__PROBLEM DETAILS__.
Count lines holding the string "mask" in the data that follows. Reply with one number only.

__Collected data__.
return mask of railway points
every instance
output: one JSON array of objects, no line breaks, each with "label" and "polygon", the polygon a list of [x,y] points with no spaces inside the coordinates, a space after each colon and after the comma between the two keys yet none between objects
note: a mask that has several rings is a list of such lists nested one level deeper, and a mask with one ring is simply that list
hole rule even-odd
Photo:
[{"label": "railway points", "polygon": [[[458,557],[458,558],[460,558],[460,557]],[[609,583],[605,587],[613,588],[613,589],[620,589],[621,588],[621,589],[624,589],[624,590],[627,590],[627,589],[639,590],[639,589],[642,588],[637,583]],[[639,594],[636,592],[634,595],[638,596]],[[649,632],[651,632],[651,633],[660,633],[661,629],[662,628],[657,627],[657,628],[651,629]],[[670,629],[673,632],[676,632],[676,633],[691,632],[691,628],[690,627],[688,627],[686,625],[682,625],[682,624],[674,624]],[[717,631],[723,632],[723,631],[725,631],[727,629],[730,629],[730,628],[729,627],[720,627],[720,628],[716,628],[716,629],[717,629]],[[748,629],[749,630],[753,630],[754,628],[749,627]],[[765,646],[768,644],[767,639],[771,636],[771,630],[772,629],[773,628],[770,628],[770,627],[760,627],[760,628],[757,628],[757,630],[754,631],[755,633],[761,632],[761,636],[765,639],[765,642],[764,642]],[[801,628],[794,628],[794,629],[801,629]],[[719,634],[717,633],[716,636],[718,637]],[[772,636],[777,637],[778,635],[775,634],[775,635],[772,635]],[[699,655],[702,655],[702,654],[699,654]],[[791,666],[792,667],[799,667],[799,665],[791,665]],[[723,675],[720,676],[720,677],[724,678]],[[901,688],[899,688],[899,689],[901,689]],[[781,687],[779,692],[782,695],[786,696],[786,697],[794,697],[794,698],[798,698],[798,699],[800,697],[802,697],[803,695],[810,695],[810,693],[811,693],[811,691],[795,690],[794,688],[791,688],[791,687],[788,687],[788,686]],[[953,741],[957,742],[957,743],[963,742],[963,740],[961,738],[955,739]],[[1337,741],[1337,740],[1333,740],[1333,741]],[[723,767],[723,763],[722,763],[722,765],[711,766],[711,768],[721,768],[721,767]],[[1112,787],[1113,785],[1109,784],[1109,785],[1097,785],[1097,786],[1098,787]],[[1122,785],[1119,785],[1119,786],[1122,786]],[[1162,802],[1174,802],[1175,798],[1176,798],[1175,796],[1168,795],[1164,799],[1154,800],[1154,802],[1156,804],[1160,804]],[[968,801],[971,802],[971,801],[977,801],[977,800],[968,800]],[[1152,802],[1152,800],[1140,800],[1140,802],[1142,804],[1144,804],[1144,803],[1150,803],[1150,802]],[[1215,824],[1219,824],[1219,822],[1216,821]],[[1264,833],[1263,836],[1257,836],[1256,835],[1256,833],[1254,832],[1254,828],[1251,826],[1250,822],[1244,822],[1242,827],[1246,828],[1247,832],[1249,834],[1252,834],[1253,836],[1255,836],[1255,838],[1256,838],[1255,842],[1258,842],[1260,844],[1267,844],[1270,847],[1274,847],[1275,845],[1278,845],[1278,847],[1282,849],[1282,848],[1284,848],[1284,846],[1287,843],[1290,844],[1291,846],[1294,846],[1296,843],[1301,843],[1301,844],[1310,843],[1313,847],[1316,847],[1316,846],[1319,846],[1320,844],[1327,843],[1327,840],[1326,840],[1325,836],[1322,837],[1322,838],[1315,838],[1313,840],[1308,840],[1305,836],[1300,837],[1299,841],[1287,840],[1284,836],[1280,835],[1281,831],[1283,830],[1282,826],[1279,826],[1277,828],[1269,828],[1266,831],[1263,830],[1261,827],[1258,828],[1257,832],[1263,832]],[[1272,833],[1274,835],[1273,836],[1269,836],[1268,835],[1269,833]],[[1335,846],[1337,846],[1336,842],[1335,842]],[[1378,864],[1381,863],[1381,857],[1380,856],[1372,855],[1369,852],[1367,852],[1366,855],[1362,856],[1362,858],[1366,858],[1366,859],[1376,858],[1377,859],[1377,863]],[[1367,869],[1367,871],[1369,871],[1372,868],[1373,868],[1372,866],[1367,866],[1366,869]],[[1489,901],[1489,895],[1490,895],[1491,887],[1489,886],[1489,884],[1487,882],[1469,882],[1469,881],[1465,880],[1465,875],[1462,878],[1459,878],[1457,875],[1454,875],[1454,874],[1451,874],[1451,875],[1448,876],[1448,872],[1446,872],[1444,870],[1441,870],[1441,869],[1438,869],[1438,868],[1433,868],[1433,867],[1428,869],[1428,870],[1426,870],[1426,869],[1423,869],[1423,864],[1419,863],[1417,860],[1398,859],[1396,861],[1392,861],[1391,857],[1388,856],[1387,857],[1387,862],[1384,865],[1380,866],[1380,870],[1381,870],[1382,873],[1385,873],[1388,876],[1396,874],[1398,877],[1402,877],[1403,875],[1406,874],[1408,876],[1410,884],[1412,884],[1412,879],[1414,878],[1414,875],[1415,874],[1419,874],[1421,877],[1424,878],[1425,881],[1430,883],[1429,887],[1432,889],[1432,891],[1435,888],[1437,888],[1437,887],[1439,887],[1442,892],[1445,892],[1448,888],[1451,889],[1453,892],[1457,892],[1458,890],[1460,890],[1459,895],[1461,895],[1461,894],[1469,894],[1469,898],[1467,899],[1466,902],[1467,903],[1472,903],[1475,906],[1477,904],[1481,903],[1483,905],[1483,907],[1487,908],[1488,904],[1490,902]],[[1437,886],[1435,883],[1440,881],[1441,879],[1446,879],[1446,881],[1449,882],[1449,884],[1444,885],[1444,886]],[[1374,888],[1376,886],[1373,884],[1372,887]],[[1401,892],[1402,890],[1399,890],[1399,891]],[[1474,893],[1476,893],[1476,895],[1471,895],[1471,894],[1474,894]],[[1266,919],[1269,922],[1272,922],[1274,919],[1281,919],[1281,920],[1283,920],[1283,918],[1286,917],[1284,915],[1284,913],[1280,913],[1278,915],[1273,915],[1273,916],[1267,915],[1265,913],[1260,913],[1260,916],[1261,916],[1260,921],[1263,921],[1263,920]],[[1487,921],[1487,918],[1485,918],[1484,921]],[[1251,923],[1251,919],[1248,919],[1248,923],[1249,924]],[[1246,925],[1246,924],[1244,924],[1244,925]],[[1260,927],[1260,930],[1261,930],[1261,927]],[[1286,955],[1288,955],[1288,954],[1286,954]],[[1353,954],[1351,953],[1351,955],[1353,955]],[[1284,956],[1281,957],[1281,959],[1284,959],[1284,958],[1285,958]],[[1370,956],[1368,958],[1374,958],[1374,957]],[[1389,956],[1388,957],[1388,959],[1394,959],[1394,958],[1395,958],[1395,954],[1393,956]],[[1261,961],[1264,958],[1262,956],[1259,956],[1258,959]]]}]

__RESPONSE FOR THIS EXERCISE__.
2